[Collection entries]
++++++
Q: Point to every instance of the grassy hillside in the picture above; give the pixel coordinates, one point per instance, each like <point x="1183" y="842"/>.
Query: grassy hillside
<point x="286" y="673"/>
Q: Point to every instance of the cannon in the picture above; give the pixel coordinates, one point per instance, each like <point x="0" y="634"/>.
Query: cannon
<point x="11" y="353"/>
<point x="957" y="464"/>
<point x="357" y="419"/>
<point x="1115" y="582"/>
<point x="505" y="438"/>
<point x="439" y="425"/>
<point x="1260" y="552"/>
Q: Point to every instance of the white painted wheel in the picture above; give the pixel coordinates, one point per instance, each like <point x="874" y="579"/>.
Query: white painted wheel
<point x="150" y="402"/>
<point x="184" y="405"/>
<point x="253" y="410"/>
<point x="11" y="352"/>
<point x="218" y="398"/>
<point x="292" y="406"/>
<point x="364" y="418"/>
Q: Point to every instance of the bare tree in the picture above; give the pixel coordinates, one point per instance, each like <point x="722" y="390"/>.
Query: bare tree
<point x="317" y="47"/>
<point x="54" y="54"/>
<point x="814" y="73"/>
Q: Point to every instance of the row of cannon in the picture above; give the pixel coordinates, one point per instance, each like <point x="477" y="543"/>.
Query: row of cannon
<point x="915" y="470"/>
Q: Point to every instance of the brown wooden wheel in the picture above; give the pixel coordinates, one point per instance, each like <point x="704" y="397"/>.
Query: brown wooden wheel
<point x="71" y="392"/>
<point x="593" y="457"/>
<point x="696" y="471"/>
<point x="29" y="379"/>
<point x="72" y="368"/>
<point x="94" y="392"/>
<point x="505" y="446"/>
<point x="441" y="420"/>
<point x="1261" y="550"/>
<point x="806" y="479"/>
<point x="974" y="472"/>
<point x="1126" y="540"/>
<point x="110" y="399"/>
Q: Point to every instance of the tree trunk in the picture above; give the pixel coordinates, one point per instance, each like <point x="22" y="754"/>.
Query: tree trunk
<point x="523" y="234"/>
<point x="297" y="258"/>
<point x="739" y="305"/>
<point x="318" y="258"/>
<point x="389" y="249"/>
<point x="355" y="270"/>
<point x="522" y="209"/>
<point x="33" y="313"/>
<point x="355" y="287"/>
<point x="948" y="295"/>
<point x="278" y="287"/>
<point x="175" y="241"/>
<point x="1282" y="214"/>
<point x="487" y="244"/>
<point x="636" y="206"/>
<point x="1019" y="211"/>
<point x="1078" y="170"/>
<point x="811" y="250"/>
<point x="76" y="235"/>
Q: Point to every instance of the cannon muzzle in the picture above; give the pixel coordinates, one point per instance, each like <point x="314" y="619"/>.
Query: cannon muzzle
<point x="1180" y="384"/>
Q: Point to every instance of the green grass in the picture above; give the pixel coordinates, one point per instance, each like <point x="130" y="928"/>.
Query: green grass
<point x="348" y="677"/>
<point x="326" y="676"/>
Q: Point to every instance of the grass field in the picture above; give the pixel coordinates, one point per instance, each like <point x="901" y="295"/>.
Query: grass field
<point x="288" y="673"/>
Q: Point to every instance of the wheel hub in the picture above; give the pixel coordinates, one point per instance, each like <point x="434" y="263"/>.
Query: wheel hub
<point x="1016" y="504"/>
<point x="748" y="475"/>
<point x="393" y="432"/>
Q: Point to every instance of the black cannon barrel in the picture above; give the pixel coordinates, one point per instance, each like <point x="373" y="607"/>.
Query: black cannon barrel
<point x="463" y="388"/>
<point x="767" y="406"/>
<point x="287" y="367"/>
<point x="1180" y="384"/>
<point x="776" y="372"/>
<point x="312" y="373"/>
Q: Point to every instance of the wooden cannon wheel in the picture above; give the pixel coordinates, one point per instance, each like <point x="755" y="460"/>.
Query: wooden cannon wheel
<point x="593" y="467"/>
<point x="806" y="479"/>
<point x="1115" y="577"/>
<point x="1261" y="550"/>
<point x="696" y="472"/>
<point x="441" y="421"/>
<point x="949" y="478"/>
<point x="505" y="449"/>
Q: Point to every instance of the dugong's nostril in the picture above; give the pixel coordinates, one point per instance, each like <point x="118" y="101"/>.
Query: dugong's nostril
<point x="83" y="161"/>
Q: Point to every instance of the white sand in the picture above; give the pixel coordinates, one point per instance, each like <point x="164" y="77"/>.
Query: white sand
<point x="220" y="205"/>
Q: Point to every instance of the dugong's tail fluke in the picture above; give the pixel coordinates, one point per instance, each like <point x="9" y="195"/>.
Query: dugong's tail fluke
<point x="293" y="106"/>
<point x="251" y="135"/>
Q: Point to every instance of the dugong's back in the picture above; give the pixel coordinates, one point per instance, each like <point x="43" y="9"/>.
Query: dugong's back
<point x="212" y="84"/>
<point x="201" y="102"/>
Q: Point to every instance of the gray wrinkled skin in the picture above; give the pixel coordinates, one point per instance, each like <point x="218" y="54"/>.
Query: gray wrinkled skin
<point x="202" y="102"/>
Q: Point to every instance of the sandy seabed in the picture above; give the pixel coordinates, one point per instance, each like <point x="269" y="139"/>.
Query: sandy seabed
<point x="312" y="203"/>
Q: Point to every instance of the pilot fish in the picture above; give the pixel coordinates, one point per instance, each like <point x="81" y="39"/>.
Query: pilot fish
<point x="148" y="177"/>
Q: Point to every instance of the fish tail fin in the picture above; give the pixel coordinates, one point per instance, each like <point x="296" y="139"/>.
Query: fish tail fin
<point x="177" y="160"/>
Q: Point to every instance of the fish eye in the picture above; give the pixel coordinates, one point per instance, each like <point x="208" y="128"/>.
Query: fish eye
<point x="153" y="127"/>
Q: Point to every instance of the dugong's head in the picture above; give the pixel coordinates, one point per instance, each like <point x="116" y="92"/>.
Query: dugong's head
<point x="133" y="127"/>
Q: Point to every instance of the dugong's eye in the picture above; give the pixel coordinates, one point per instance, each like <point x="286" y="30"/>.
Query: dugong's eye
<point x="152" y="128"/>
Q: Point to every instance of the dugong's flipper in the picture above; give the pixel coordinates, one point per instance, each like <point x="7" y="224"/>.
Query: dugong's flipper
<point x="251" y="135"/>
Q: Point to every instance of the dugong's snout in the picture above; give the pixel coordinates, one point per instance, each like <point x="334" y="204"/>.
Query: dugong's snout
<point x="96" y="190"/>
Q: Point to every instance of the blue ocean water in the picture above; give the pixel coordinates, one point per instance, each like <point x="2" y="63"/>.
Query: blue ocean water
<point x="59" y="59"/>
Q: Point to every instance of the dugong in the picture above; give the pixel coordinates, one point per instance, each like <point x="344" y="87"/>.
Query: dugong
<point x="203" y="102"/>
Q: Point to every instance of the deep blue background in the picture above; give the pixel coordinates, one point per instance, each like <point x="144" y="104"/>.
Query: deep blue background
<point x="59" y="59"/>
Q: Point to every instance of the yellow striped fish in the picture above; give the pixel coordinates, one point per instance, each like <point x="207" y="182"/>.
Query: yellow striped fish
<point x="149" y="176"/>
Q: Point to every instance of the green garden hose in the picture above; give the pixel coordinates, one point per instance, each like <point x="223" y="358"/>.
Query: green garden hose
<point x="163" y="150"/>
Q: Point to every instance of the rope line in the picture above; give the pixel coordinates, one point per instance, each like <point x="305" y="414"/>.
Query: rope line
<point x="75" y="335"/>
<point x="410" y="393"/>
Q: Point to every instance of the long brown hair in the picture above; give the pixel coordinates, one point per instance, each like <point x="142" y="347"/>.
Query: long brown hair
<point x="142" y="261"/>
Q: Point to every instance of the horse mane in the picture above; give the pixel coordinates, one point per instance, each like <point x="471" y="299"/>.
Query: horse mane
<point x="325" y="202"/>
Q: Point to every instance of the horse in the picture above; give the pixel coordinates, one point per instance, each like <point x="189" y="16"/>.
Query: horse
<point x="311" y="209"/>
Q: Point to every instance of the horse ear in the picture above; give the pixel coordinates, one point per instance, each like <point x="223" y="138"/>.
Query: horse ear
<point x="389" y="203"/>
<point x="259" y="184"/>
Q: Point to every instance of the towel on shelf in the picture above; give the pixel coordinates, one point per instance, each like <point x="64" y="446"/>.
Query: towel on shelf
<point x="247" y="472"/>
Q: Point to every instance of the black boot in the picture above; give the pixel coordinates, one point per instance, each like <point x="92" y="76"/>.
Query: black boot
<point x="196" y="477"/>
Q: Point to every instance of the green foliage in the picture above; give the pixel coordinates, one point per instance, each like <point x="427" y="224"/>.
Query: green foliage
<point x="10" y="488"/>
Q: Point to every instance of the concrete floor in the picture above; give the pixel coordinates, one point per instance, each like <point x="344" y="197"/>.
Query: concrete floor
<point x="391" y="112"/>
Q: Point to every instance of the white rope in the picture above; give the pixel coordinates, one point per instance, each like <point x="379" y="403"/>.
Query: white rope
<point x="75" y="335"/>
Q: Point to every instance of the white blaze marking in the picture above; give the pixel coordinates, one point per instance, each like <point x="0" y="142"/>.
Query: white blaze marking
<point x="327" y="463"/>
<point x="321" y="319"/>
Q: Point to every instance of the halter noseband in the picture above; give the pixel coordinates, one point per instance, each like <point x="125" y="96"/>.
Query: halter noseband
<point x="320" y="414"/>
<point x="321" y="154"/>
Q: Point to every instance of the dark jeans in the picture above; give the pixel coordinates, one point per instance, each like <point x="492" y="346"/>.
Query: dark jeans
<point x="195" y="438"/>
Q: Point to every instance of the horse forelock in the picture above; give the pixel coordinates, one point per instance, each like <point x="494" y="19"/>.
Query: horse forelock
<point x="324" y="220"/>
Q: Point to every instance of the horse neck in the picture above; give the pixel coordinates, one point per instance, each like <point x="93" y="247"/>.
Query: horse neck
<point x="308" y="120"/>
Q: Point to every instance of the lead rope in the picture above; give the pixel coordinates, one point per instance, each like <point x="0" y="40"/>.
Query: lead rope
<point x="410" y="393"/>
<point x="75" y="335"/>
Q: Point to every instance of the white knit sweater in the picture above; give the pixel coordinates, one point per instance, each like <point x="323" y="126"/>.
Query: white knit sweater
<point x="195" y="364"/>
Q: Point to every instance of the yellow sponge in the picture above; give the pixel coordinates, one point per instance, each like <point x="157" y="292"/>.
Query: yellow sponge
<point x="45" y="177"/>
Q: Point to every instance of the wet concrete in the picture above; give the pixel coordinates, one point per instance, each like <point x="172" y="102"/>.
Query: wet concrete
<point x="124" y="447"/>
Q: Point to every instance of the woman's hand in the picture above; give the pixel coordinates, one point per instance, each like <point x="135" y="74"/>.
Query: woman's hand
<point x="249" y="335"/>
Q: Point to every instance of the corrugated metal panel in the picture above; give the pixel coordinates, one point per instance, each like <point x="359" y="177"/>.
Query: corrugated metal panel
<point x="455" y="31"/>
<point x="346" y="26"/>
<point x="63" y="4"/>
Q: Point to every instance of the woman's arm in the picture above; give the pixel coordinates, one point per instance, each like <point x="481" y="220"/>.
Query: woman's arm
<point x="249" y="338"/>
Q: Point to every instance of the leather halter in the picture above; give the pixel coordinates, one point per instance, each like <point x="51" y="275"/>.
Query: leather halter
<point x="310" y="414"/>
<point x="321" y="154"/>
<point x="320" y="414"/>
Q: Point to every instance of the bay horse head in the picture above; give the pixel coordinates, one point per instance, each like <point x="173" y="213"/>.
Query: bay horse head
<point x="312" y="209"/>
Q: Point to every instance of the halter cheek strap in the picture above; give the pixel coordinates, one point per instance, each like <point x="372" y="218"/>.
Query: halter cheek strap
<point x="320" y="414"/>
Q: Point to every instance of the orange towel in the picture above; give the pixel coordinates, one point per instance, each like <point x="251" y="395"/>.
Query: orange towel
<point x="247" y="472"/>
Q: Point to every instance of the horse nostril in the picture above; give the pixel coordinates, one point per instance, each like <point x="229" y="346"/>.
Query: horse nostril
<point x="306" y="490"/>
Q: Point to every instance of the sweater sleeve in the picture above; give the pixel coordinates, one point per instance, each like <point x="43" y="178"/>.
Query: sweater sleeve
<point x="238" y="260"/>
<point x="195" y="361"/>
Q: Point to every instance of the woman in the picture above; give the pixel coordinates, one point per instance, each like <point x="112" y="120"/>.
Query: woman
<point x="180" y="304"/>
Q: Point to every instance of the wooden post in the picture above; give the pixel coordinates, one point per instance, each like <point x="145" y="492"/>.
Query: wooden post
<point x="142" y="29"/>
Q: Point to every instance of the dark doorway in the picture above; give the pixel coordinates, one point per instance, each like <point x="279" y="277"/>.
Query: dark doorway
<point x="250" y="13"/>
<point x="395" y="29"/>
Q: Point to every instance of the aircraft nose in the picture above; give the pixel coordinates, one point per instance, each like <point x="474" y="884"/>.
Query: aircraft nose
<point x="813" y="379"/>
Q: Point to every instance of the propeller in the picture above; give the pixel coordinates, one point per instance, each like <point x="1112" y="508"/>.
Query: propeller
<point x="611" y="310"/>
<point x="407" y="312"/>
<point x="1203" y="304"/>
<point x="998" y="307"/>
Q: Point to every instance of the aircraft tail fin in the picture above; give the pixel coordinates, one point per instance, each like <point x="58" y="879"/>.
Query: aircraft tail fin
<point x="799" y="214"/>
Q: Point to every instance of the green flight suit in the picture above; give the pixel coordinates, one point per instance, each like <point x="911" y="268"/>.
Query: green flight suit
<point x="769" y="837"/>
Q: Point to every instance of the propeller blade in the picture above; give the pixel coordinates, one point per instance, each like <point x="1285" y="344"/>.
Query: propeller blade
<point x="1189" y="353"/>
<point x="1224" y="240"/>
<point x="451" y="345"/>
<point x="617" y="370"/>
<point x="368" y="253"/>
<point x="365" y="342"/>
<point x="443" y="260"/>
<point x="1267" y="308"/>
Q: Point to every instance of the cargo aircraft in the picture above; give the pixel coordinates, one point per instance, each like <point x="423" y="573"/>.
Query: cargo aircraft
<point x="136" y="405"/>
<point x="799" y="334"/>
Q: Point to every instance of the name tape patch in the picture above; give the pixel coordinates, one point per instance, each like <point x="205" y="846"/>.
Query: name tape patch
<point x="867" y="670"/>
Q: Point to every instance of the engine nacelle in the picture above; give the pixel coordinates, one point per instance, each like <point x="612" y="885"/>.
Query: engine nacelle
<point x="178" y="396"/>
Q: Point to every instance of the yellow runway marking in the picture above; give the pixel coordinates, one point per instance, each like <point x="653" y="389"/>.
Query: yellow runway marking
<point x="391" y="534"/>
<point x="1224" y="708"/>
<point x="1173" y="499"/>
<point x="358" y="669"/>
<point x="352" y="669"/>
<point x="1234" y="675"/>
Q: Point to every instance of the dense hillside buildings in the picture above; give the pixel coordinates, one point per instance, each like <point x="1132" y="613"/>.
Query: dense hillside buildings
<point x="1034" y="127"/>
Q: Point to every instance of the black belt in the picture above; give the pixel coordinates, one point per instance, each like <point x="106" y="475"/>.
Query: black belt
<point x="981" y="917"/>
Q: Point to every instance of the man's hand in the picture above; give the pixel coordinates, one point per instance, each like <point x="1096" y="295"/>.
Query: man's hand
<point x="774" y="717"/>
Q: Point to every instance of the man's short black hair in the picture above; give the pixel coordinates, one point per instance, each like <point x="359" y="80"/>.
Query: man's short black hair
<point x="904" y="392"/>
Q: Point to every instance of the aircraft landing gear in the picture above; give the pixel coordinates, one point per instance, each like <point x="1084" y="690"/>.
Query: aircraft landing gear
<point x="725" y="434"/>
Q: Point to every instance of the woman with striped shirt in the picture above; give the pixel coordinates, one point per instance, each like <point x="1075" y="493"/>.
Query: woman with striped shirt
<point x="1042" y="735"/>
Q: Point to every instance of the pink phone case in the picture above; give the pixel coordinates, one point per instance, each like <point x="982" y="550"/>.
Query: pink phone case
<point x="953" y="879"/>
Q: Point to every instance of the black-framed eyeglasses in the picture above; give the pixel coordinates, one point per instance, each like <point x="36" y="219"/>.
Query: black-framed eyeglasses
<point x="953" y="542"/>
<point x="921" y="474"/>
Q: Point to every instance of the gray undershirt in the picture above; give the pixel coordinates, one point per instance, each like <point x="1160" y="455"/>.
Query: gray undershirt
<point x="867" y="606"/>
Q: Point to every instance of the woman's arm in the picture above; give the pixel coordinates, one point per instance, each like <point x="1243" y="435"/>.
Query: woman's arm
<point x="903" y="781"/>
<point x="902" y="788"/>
++++++
*Written request*.
Starting at the line with "Q: Point to every instance of the black belt", copy every line up to and including the last one in the entries above.

*Solution to this task*.
Q: Point to every instance of the black belt in the picture above; give the pixel coordinates, one point per instance, each like <point x="106" y="475"/>.
Query: black belt
<point x="981" y="917"/>
Q: Point to every instance of the man's hand in the picture above; give the pixel coordinates, one point per instance, each like <point x="1096" y="295"/>.
Query: man's hand
<point x="774" y="717"/>
Q: Point to every instance of the man's short black hair in the picture above; give the pixel coordinates, one point per instance, each like <point x="359" y="80"/>.
Query: man's short black hair
<point x="904" y="392"/>
Q: Point to every instance of the aircraft landing gear in the picture above; give the pixel coordinates, one point per instance, each like <point x="1084" y="690"/>.
Query: aircraft landing gear
<point x="725" y="434"/>
Q: Point to every instance of the woman with striped shirt in the picture above; give the pixel coordinates, one point per instance, each like <point x="1075" y="493"/>.
Query: woman with striped shirt
<point x="1042" y="735"/>
Q: Point to every instance of the pink phone case in the picture above; give the pixel coordinates, one point per instance, each like <point x="982" y="550"/>.
Query: pink phone case
<point x="953" y="879"/>
Q: Point to every instance of the black-framed eyeglasses in the picture above; give the pixel coordinates, one point per instance, each like <point x="36" y="219"/>.
Query: black-framed eyeglasses
<point x="953" y="542"/>
<point x="921" y="474"/>
Q: Point to every instance of the gray undershirt in the picture above; give the pixel coordinates, one point per instance, each like <point x="1160" y="455"/>.
Query: gray undershirt
<point x="867" y="606"/>
Q: Point to every instance of the woman's arm in the picture above; give the pixel coordinates, one point per instance, each like <point x="1243" y="435"/>.
Query: woman's arm
<point x="903" y="781"/>
<point x="902" y="788"/>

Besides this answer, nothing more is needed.